■ **WHAT YOU NEED TO DO**:
Which lines in the entries below contain the string "shirt"? Report each of those lines in full.

■ **DATA LINES**:
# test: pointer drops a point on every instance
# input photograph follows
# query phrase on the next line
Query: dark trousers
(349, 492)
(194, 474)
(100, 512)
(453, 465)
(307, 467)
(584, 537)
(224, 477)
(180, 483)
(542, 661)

...

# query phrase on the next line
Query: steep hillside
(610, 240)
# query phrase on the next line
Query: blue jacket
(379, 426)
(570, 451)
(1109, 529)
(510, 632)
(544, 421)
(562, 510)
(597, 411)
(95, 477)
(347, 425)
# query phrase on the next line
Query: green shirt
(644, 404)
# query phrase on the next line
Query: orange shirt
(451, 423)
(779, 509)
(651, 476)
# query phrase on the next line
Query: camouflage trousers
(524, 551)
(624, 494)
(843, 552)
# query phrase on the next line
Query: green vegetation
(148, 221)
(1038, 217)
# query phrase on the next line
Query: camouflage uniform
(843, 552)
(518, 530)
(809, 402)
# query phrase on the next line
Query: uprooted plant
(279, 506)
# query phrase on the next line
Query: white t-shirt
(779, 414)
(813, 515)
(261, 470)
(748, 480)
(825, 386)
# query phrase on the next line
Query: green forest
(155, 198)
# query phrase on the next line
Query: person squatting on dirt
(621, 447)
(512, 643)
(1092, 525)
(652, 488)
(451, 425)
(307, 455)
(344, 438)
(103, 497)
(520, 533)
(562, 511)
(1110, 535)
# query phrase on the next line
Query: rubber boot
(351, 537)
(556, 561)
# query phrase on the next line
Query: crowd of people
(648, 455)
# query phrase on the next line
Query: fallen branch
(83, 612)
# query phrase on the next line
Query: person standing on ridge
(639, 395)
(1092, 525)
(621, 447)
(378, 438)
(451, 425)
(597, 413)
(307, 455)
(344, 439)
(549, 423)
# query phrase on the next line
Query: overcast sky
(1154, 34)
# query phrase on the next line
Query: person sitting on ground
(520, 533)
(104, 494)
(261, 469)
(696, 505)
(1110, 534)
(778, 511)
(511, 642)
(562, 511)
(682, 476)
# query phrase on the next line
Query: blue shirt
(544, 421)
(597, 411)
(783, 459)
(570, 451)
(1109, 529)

■ **SOLUTION FOR THIS EXERCISE**:
Query: green shirt
Query: orange shirt
Query: white t-shirt
Query: blue shirt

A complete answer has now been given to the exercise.